-- Stated problem --
Can you output the data below as a Markdown table with two columns, No. and Entry, one row per line, skipping blank lines and leaving out the pictures?

%%

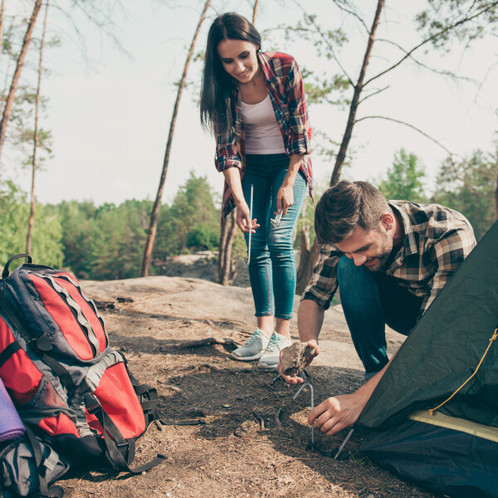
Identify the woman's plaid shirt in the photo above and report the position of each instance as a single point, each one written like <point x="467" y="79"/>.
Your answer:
<point x="436" y="241"/>
<point x="286" y="90"/>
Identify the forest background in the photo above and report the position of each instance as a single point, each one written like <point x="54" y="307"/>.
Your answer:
<point x="71" y="199"/>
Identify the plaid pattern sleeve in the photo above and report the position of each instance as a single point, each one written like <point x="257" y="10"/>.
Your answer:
<point x="448" y="254"/>
<point x="300" y="130"/>
<point x="286" y="89"/>
<point x="323" y="283"/>
<point x="437" y="240"/>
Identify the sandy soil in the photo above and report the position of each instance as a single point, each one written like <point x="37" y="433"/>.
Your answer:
<point x="252" y="437"/>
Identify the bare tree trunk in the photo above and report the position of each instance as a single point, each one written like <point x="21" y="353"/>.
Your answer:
<point x="2" y="11"/>
<point x="17" y="73"/>
<point x="255" y="11"/>
<point x="31" y="219"/>
<point x="151" y="237"/>
<point x="227" y="267"/>
<point x="341" y="155"/>
<point x="306" y="265"/>
<point x="496" y="197"/>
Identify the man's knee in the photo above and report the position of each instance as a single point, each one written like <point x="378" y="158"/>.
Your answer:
<point x="346" y="270"/>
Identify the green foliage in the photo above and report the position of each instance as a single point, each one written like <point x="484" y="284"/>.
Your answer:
<point x="191" y="223"/>
<point x="468" y="186"/>
<point x="47" y="233"/>
<point x="404" y="179"/>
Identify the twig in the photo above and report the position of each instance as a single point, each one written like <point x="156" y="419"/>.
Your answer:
<point x="226" y="342"/>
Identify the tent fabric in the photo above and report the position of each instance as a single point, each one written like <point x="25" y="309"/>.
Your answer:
<point x="445" y="348"/>
<point x="445" y="451"/>
<point x="440" y="459"/>
<point x="459" y="424"/>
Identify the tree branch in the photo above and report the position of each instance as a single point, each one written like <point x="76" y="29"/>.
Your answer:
<point x="418" y="130"/>
<point x="430" y="39"/>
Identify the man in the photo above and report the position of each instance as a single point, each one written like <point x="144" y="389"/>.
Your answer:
<point x="389" y="260"/>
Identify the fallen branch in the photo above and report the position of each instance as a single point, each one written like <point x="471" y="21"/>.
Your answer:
<point x="227" y="343"/>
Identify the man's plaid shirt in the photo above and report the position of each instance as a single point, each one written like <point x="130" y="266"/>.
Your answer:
<point x="436" y="241"/>
<point x="286" y="90"/>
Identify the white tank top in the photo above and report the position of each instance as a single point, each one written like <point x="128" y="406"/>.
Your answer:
<point x="263" y="135"/>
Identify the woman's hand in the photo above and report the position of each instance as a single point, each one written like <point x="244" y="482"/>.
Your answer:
<point x="243" y="218"/>
<point x="285" y="198"/>
<point x="296" y="379"/>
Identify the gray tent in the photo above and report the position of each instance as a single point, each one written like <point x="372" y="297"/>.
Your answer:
<point x="450" y="359"/>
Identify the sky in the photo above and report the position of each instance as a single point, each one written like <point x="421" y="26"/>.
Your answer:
<point x="109" y="109"/>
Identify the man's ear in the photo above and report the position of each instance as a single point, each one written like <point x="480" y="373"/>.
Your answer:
<point x="387" y="220"/>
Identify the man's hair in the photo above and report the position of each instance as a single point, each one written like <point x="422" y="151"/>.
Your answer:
<point x="344" y="207"/>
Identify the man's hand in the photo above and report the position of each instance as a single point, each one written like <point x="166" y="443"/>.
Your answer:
<point x="336" y="413"/>
<point x="299" y="380"/>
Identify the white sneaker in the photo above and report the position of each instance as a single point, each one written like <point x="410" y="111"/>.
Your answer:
<point x="253" y="348"/>
<point x="271" y="357"/>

%%

-- Written answer --
| No. | Entry |
|---|---|
| 1 | Identify the woman's plaid shirt in the photo above and report the position of each instance as a single point, each one written like <point x="467" y="79"/>. |
| 2 | Your answer: |
| 3 | <point x="436" y="241"/> |
| 4 | <point x="286" y="90"/> |
| 5 | Identify the forest background in the photo above and report the position of each instance as a single point, each one written like <point x="54" y="307"/>. |
| 6 | Your answer: |
| 7 | <point x="71" y="199"/> |
| 8 | Identify the plaid pattern sleeve in the photo above and report the position of each instance as a single point, each one written like <point x="257" y="10"/>. |
| 9 | Your answer: |
| 10 | <point x="448" y="254"/> |
| 11 | <point x="300" y="130"/> |
| 12 | <point x="286" y="89"/> |
| 13 | <point x="323" y="283"/> |
| 14 | <point x="437" y="240"/> |
| 15 | Identify the sandy soil in the photo above and report the position of each instance as a single point, each one written like <point x="37" y="433"/>. |
| 16 | Your answer: |
| 17 | <point x="252" y="437"/> |
| 18 | Identify the bare tree trunk in the photo above and report the position of each instance as a single point, each one written like <point x="21" y="353"/>. |
| 19 | Your answer: |
| 20 | <point x="2" y="11"/> |
| 21 | <point x="17" y="73"/> |
| 22 | <point x="255" y="11"/> |
| 23 | <point x="31" y="219"/> |
| 24 | <point x="151" y="237"/> |
| 25 | <point x="227" y="267"/> |
| 26 | <point x="341" y="155"/> |
| 27 | <point x="306" y="265"/> |
| 28 | <point x="496" y="197"/> |
| 29 | Identify the man's knee in the photo above and report the position of each instance as a single point, each one written like <point x="378" y="158"/>. |
| 30 | Your answer: |
| 31 | <point x="346" y="270"/> |
| 32 | Identify the green foliage in the photo above and report the position of each instance as a single point, each one written like <point x="484" y="284"/>. |
| 33 | Your answer: |
| 34 | <point x="191" y="223"/> |
| 35 | <point x="468" y="186"/> |
| 36 | <point x="47" y="233"/> |
| 37 | <point x="404" y="179"/> |
| 38 | Identify the twig in the photo above and report the position of each instance as a single point, each one written like <point x="156" y="419"/>. |
| 39 | Your answer: |
| 40 | <point x="226" y="342"/> |
| 41 | Identify the tent fabric in the photo above and report the position of each instance as a single point, each one written like <point x="25" y="309"/>. |
| 42 | Your answer: |
| 43 | <point x="445" y="348"/> |
| 44 | <point x="445" y="451"/> |
| 45 | <point x="440" y="459"/> |
| 46 | <point x="459" y="424"/> |
| 47 | Identify the tree branch in the photo above and report the position of each instance as a single point, each one written like <point x="76" y="29"/>. |
| 48 | Your answer: |
| 49 | <point x="418" y="130"/> |
| 50 | <point x="430" y="39"/> |
| 51 | Identify the man in the photo above and report the position of each instance as a single point, each one written like <point x="144" y="389"/>. |
| 52 | Your answer: |
| 53 | <point x="389" y="260"/> |
| 54 | Identify the fallen branch in the photo above and report the position of each instance as a single point, each one written like <point x="471" y="21"/>. |
| 55 | Your answer: |
| 56 | <point x="227" y="343"/> |
| 57 | Identify the man's plaid shirt in the photo above and report the position of each instance as a single point, each one written like <point x="130" y="266"/>. |
| 58 | Your answer: |
| 59 | <point x="436" y="241"/> |
| 60 | <point x="286" y="90"/> |
| 61 | Identify the white tank top in the photo above and report the position of each instance as a single point, each one written like <point x="128" y="406"/>. |
| 62 | Your answer: |
| 63 | <point x="263" y="135"/> |
| 64 | Identify the woman's hand in the photo above and report the position of each instance as a single point, each one written like <point x="244" y="482"/>. |
| 65 | Your answer: |
| 66 | <point x="243" y="218"/> |
| 67 | <point x="285" y="198"/> |
| 68 | <point x="296" y="379"/> |
| 69 | Identify the gray tent in the photo above and report the position of each instance as a single point, each one written like <point x="372" y="297"/>. |
| 70 | Your answer: |
| 71 | <point x="450" y="359"/> |
| 72 | Identify the sky in the photo above and report the position of each instance as a single point, each one written like <point x="421" y="26"/>. |
| 73 | Your answer: |
| 74 | <point x="109" y="109"/> |
| 75 | Identify the man's ear in the photo above and report the position of each instance as a single point, each one written like <point x="480" y="373"/>. |
| 76 | Your answer: |
| 77 | <point x="387" y="220"/> |
| 78 | Identify the man's hair in the photo above and report the position of each instance as a single point, each one written like <point x="422" y="151"/>. |
| 79 | Your answer: |
| 80 | <point x="344" y="207"/> |
| 81 | Identify the man's hand in the photo above and report the position of each instance as a single point, each one written like <point x="166" y="443"/>. |
| 82 | Your answer: |
| 83 | <point x="336" y="413"/> |
| 84 | <point x="299" y="380"/> |
| 85 | Identify the white sneaker in the photo above and report the position of each instance as a single point, each one written like <point x="410" y="111"/>. |
| 86 | Your answer: |
| 87 | <point x="253" y="348"/> |
| 88 | <point x="271" y="357"/> |